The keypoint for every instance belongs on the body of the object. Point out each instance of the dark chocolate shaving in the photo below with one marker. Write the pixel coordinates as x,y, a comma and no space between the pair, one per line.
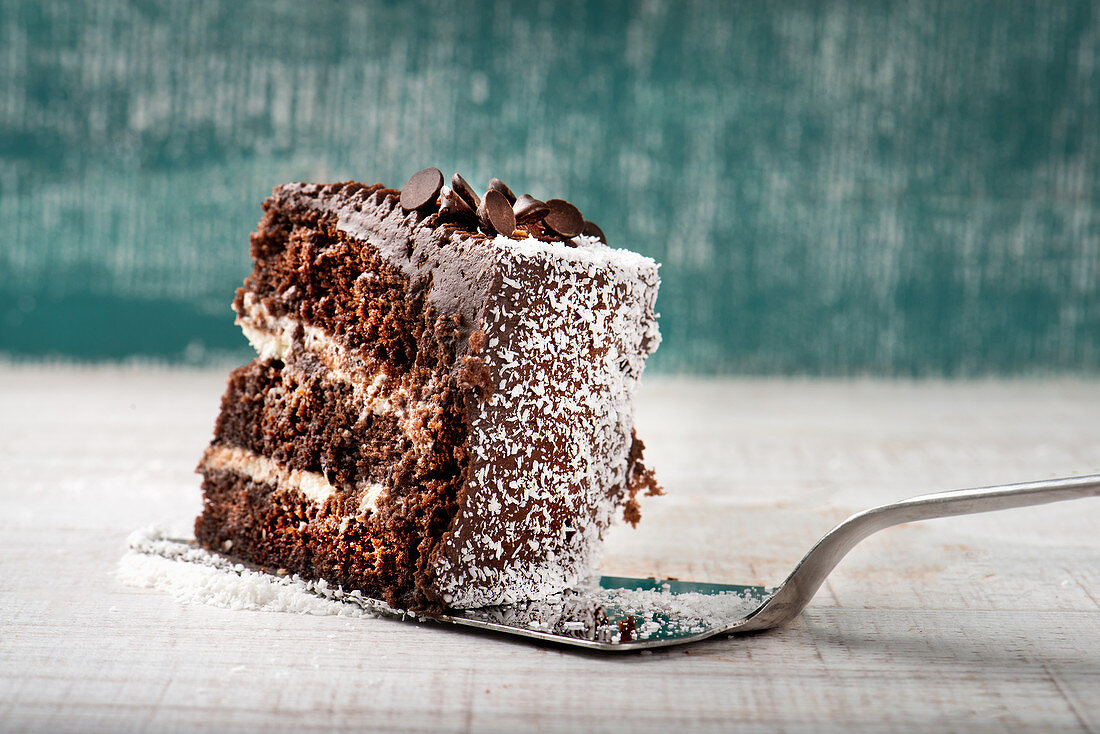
563,218
495,214
592,230
527,209
497,185
453,207
421,189
463,189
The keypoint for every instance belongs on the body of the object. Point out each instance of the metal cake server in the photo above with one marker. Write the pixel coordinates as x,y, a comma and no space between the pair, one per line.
625,614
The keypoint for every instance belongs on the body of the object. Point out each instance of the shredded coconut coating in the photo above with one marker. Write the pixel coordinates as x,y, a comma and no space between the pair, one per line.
568,331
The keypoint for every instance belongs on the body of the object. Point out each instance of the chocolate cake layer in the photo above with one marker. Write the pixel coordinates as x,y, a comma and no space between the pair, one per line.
437,415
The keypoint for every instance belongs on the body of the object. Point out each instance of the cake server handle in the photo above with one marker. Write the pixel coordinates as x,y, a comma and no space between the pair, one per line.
800,587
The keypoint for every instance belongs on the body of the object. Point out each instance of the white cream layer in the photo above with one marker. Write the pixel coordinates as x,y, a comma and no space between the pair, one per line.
263,470
273,338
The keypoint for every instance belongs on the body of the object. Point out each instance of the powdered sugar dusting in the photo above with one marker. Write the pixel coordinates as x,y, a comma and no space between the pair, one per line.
195,576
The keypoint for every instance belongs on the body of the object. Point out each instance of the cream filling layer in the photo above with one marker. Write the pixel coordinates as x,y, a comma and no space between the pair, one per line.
263,470
274,338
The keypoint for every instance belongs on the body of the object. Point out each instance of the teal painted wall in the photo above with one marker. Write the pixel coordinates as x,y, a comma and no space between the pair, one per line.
908,188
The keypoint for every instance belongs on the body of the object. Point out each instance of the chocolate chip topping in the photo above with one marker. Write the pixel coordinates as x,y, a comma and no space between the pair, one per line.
463,189
592,230
497,185
421,189
452,206
527,208
563,218
499,212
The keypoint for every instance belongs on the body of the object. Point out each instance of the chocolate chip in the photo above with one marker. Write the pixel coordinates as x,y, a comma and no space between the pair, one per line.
563,218
528,208
495,214
452,206
421,189
497,185
463,189
592,230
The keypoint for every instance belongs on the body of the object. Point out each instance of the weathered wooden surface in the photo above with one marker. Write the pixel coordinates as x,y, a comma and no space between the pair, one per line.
980,622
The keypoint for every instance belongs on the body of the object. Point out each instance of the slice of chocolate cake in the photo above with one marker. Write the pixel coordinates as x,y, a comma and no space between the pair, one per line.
440,412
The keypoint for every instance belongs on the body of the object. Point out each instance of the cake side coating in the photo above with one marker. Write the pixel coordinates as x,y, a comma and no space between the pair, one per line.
567,333
497,371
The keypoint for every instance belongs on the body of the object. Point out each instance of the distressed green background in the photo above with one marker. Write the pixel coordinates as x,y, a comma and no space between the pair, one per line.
833,187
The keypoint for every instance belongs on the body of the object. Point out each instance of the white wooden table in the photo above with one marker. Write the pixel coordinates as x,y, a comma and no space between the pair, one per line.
980,622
++++++++++
Your objective: Copy exactly the lines above, from the one containing "of the distressed" through the very last line.

Worked solution:
The keypoint for every instance belongs on the body of the object. Point out each instance of the distressed green background in the photo above with one marker. Write the pixel coordinates as x,y, a comma and no space between the pair, one per line.
833,187
The keypoint for every instance belongs on the body of the object. Point out each instance of the white wooden table in the photo above with one marker. Write the pixel coordinates as x,y, a comma and no space between the pair, one per line.
980,622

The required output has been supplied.